Travail demandé. Pourriez-vous mettre à jour le texte source entre « En ce domaine, l’hypocrisie » et « âgées dépendantes [EHPAD]). » inclus, en remplaçant « départements » par « conseils départementaux » ?

Texte source.
.....

En ce domaine, l’hypocrisie et le cynisme règnent en maîtres absolus dans notre pays. C’est ainsi, par exemple, que nos départements, légalement attributaires de la compétence « sociale », se voient endettés jusqu’au cou lorsqu’ils doivent financer, par exemple, l’allocation personnalisée d'autonomie (APA) ou l’aide ménagère à domicile ou encore l’aide sociale à l’hébergement (ASH), quand, dans le même temps, ces mêmes aides s’avèrent insuffisantes pour permettre l’accueil de nos vieux dans les maisons de retraite (pudiquement dénommées « établissement d’hébergement pour personnes âgées dépendantes [EHPAD]).

Car la réalité crue est bien celle-là : pour un montant moyen de retraite de 1.500 euros, la facture (que l’on appelle le « reste à charge » imputable aux pensionnaires, une fois les aides publiques susvisées déduites) s’élève à 1.850 euros par mois, selon une étude de la Direction de la recherche, des études, de l’évaluation et des statistiques du ministère de la Santé (DREES, novembre 2018).

En 2017, le prix médian à payer pour un hébergement permanent en EHPAD en chambre seule était de 1.953 euros par mois. Les écarts de prix entre les EHPAD sont, de surcroît, impressionnants. Ainsi, 10 % des EHPAD facturent un prix mensuel inférieur à 1.653 euros par mois et 10 % des EHPAD facturent un prix mensuel supérieur à 2.798 euros par mois.

.....

Données fournies.
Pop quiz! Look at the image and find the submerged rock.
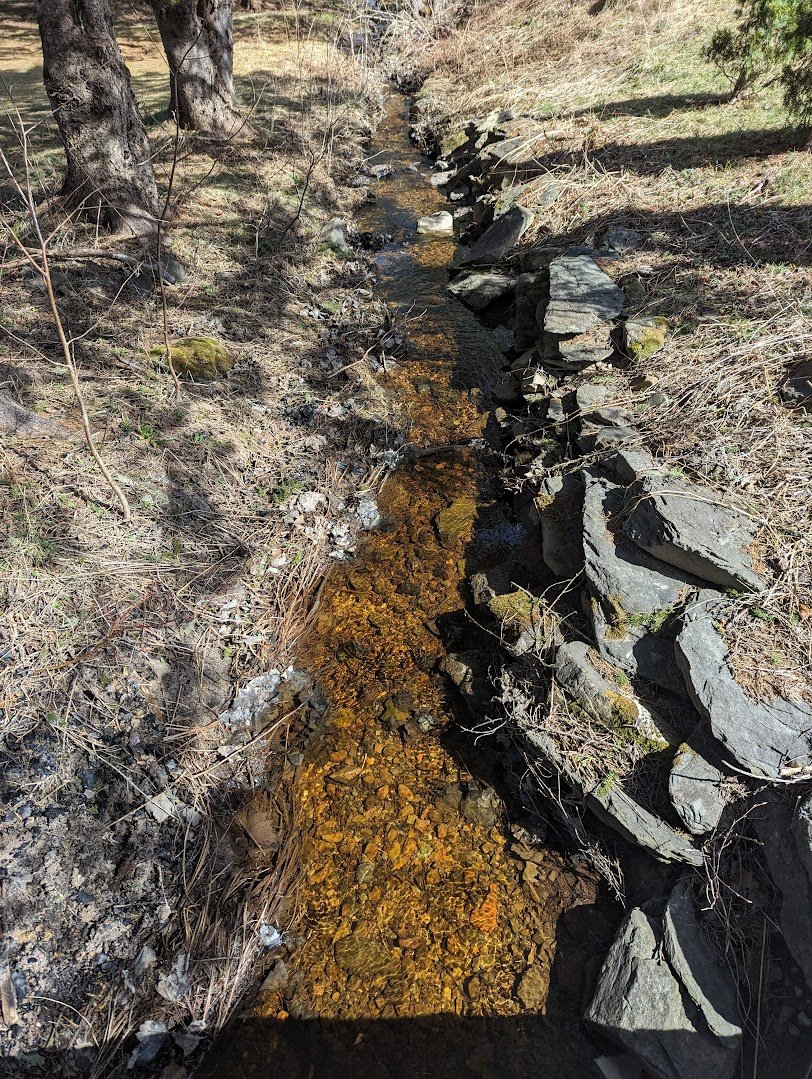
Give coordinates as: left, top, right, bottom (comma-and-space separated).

.....

Solution proposée.
En ce domaine, l’hypocrisie et le cynisme règnent en maîtres absolus dans notre pays. C’est ainsi, par exemple, que nos conseils départementaux, légalement attributaires de la compétence « sociale », se voient endettés jusqu’au cou lorsqu’ils doivent financer, par exemple, l’allocation personnalisée d'autonomie (APA) ou l’aide ménagère à domicile ou encore l’aide sociale à l’hébergement (ASH), quand, dans le même temps, ces mêmes aides s’avèrent insuffisantes pour permettre l’accueil de nos vieux dans les maisons de retraite (pudiquement dénommées « établissement d’hébergement pour personnes âgées dépendantes [EHPAD]).